- _Text shown_:

----------

This year’s PhysTEC conference was preceded by a day-long regional conference involving 80 representatives of two math and science teacher preparation efforts in California that had not previously met. The Math and Science Teacher Initiative (MSTI) of the California State University system and CalTeach at the University of California came together for the first time to discuss physics and chemistry teacher preparation efforts.
Collaboration between the two distinct groups with similar aims generated healthy discussion as leaders from both programs offered their insights on issues such as student recruitment and retention, course transformation, student-centered teaching, and how to consolidate the degree-granting process. Stephen and Phoebe Roeder from the physics department at San Diego State University found discussions on increasing enrollment and finding new sources for funding highly relevant to their university.
The PhysTEC conference officially started the next day with 120 science and math educators, program leaders, future physics teachers, PhysTEC site leaders and student representatives in attendance. Plenary speakers came from a wide range of disciplines to address the conference theme, New Paradigms for Physics Teacher Education. Philip DiStefano, Chancellor of the University of Colorado at Boulder, gave the opening plenary on engaging universities and professional societies in education and teacher preparation. Fred Goldberg, physics professor at San Diego State University, spoke on adapting physics and everyday thinking (PET) to large classes.
A panel discussion on cultural perspectives on teacher education moderated by Peter Muhoro, Minority Bridge Program Manager at APS, addressed underrepresentation of minorities in the population of U.S. physics teachers. The session featured faculty from minority-serving institutions and high school physics teachers from schools with significant minority populations. Panelists and participants candidly discussed cultural issues that rarely make it to the forefront of physics education.
Panelist Geraldine Cochran, a doctoral student at Florida International University, expressed her belief that minority students do not necessarily need to have role models that look like themselves in order to be inspired to pursue physics or teaching themselves. “This can be accomplished by good teaching, regardless of the student or teacher’s personal background,” Cochran said.

----------

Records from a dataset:
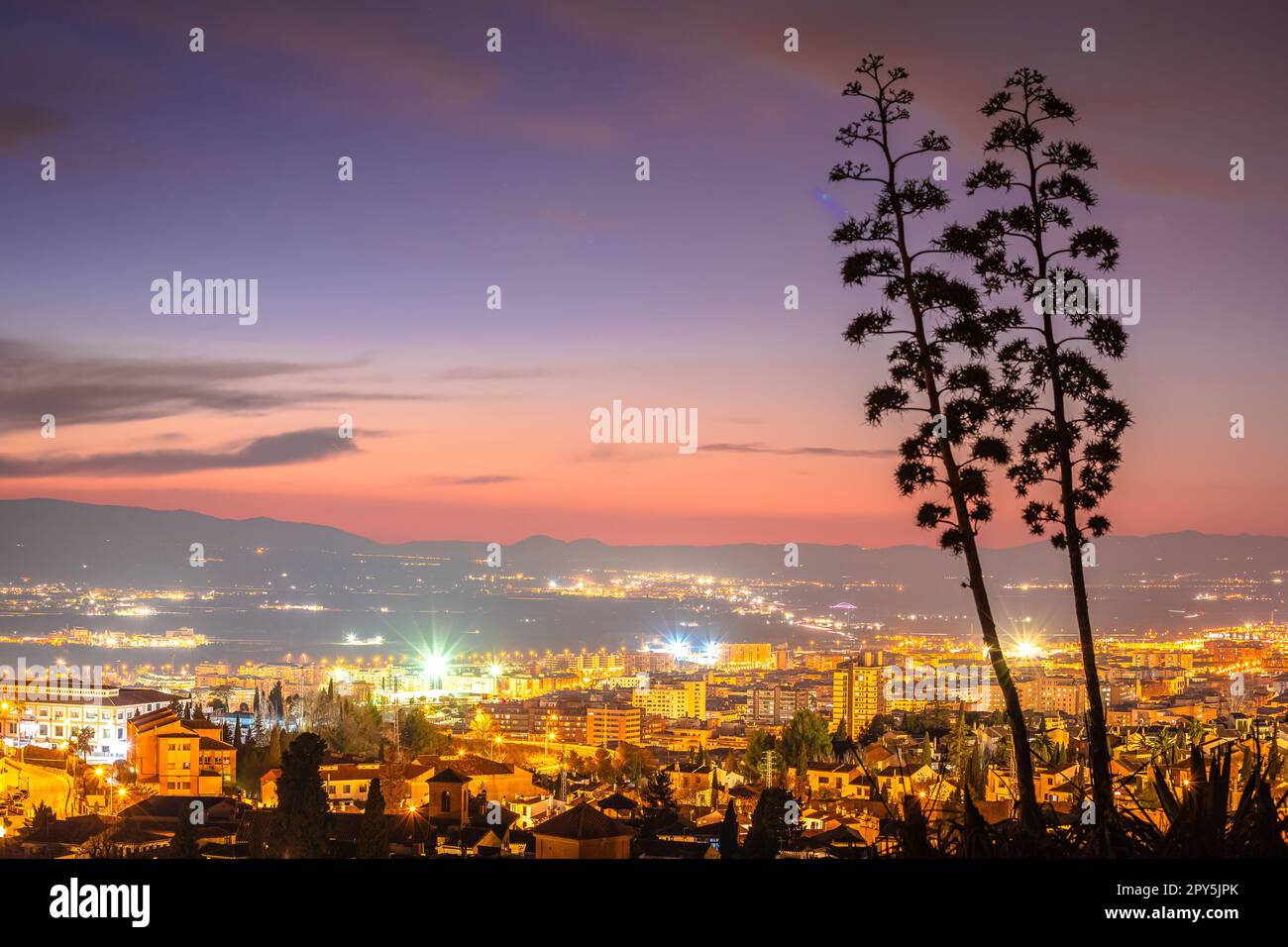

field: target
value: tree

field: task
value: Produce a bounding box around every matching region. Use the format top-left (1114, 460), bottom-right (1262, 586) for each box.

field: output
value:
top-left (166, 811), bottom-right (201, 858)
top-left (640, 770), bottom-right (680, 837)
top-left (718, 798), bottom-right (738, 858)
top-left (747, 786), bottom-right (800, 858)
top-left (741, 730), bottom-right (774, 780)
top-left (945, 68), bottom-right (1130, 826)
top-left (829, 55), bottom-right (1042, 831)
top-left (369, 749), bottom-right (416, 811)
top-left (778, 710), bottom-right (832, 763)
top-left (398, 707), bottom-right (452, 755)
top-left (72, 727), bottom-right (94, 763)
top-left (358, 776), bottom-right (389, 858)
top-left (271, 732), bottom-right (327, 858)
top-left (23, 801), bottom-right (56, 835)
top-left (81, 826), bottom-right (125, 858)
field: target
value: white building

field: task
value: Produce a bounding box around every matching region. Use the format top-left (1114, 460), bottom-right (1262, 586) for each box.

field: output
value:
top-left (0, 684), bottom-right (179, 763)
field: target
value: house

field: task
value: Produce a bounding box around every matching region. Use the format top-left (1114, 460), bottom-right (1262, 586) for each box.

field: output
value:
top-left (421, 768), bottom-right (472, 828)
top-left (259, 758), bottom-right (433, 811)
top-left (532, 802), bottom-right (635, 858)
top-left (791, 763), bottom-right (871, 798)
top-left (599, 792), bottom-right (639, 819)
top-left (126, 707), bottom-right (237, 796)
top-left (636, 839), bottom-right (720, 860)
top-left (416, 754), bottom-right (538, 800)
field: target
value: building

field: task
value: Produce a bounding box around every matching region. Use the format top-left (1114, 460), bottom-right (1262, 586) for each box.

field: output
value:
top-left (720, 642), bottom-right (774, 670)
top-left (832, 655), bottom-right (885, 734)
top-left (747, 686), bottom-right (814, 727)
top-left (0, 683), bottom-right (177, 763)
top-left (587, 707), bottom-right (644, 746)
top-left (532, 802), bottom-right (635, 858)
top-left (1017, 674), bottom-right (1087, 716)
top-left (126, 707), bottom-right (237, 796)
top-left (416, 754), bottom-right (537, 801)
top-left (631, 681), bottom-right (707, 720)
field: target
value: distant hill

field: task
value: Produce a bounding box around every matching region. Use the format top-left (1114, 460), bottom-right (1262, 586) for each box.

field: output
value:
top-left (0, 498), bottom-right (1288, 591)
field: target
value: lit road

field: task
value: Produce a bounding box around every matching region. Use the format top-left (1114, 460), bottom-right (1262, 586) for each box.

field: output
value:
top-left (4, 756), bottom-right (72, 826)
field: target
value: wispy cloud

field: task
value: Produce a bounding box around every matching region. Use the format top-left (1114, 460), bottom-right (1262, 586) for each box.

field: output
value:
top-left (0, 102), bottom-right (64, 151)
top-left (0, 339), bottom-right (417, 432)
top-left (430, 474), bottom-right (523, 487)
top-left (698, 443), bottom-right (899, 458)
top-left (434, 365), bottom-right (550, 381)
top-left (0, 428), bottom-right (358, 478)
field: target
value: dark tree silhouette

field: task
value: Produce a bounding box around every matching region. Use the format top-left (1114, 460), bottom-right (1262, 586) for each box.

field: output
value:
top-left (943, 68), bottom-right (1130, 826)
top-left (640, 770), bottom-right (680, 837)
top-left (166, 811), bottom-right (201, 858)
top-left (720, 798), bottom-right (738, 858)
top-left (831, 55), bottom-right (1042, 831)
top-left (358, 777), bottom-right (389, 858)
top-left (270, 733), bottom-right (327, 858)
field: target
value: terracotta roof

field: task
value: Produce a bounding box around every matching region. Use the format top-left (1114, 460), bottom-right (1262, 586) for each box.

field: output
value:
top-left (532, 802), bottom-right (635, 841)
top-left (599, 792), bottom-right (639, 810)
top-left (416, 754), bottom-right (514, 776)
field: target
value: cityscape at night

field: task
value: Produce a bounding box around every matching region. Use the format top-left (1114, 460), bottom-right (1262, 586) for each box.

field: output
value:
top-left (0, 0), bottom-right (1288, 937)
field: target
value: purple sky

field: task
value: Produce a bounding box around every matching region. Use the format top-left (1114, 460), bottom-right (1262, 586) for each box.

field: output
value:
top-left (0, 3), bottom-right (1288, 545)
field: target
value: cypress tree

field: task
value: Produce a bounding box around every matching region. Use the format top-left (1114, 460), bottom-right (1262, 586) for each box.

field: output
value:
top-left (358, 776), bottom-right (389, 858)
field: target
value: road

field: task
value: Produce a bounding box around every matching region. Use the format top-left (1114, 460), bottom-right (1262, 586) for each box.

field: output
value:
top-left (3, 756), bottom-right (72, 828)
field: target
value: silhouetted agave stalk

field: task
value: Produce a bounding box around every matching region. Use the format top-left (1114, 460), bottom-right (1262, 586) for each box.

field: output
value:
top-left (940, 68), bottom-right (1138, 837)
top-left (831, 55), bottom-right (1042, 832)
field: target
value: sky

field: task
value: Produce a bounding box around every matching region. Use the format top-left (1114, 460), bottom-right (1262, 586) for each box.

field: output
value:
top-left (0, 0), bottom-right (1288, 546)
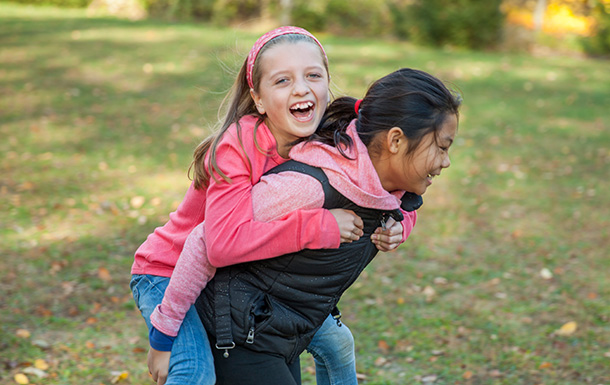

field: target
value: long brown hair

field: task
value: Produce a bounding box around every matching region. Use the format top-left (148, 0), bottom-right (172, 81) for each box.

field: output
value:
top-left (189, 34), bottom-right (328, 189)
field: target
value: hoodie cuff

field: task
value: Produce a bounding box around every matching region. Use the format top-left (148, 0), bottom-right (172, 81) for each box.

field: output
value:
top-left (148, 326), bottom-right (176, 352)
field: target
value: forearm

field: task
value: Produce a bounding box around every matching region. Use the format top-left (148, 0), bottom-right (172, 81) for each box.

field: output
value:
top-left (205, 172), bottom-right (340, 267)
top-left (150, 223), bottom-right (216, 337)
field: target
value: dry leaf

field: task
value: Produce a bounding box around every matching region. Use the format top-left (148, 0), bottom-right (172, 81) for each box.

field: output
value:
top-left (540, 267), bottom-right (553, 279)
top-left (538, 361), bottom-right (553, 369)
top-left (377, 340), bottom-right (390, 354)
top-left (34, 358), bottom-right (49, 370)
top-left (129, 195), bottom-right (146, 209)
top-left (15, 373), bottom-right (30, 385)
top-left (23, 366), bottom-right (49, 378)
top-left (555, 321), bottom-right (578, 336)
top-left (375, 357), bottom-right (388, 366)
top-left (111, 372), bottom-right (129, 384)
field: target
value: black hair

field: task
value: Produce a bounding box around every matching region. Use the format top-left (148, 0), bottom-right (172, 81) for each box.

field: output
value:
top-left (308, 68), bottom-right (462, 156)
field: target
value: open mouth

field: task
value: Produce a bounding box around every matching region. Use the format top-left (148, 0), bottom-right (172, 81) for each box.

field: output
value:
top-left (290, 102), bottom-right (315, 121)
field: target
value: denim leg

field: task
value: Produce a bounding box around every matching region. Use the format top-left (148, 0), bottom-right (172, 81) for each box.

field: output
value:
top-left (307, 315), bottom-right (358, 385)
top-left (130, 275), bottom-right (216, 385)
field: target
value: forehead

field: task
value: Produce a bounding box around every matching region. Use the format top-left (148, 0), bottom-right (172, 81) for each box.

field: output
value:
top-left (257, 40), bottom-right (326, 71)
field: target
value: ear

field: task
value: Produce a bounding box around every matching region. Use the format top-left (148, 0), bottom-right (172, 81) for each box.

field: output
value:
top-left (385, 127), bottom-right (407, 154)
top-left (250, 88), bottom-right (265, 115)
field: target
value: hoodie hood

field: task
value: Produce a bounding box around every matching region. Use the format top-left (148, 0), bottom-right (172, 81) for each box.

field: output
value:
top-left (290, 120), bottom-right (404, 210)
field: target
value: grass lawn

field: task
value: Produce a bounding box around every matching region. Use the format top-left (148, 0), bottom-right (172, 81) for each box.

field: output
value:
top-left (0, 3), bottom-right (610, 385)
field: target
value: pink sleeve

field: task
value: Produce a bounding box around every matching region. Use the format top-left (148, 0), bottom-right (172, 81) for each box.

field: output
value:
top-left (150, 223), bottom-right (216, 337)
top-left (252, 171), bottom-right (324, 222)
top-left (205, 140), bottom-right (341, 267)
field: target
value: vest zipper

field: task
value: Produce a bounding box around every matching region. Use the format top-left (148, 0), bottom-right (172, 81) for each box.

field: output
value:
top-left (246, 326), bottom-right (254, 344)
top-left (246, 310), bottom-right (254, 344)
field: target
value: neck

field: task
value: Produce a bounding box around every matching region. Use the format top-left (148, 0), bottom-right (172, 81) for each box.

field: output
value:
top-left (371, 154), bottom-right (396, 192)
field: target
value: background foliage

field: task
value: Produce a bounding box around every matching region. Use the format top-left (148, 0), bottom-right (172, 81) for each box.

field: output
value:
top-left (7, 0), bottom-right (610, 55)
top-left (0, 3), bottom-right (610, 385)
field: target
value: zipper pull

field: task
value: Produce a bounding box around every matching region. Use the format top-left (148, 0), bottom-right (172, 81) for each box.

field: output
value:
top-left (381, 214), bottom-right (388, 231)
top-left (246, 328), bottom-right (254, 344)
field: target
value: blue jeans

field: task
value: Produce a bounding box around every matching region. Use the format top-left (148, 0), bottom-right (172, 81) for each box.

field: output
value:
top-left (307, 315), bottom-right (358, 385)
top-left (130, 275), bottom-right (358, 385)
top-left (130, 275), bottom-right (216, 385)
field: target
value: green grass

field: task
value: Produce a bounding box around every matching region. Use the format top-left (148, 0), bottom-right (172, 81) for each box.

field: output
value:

----------

- _What you will do_:
1 > List every person named in the PhysTEC conference report.
2 > Write the passage that follows the last sentence of the PhysTEC conference report.

- _Answer set_:
1 > Stephen Roeder, Phoebe Roeder, Philip DiStefano, Fred Goldberg, Peter Muhoro, Geraldine Cochran

2 >
Vivian Incera, chair of the University of Texas at El Paso physics department, and Victor Gonzalez, AP physics teacher at Pioneer High School in southern California, cited examples of how sharing cultural backgrounds with their students gave them more insight into their students’ experiences. “In the Latino culture, students have a hard time explaining physics as a career choice to their parents. I tell them to tell their parents that they’re going into engineering instead,” Gonzalez said.
A panel moderated by Howard Gobstein, Association of Public and Land-grant Universities, discussed how to engage university administrative leaders and education faculty in efforts to enhance the training of future physics teachers. Panel members included Al Bennett (Dean, School of Biological Sciences, University of California-Irvine), Jane Conoley (Dean, Gevirtz Graduate School of Education, University of California-Santa Barbara), and Michael Gottfredson (Executive Vice-President and Provost, University of California-Irvine).
This year’s PhysTEC conference was held just prior to the AAPT winter meeting, taking place at the nearby Ontario Convention Center.
James Selway, Teacher-in-Residence at Towson University, very much enjoyed his experience at the conference. “I’ve had some great conversations and picked up a number of good ideas,” he said.
Monica Plisch, Associate Director of Education and Diversity, was pleased with the discussion generated by the series of workshops and panels. “Many participants mentioned that this was their best experience at a PhysTEC conference yet,” she was happy to note.
The 2013 PhysTEC conference will be held March 16-17 in Baltimore, Maryland, prior to the APS March Meeting.